>>>>

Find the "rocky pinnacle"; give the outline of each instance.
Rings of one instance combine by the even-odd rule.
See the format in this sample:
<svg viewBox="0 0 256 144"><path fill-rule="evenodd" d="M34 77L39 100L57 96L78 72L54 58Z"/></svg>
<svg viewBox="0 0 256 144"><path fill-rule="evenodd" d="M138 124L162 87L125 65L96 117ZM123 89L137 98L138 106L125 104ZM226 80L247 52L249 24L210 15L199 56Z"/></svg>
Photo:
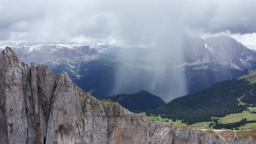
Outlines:
<svg viewBox="0 0 256 144"><path fill-rule="evenodd" d="M30 67L8 47L1 53L0 143L255 143L225 133L148 123L118 104L101 104L66 73Z"/></svg>

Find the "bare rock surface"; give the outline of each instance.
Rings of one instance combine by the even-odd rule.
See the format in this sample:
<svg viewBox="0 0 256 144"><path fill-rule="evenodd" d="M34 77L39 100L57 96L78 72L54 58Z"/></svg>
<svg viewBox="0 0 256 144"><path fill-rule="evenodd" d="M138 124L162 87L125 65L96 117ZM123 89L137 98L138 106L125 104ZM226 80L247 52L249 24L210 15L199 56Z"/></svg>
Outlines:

<<<<

Give every line of the entries above as a numbered list, skipping blank lines and leaving out the pictures.

THE OUTPUT
1. Find the "rocky pinnacle"; give the outline of each instance.
2. Rings of one instance combine by the even-odd rule.
3. See the format in this sample:
4. <svg viewBox="0 0 256 144"><path fill-rule="evenodd" d="M34 77L39 100L57 96L78 72L54 58Z"/></svg>
5. <svg viewBox="0 0 256 144"><path fill-rule="evenodd" d="M138 124L162 87L125 65L96 117ZM123 89L137 98L138 106L125 104ZM226 80L247 52L249 24L210 15L199 56Z"/></svg>
6. Photo:
7. Outlines:
8. <svg viewBox="0 0 256 144"><path fill-rule="evenodd" d="M30 67L8 47L1 53L0 143L255 143L225 133L148 123L118 104L101 104L66 73Z"/></svg>
9. Find the "bare rock surface"; give the outline of each instance.
10. Rings of one instance combine by the even-odd rule.
11. See the format in this sample:
12. <svg viewBox="0 0 256 144"><path fill-rule="evenodd" d="M34 77L39 100L57 96L78 72L54 58Z"/></svg>
13. <svg viewBox="0 0 256 144"><path fill-rule="evenodd" d="M138 124L162 87L125 65L96 117ZM123 89L137 98L138 106L125 104ZM226 80L247 52L249 24L210 15L199 56Z"/></svg>
14. Outlines:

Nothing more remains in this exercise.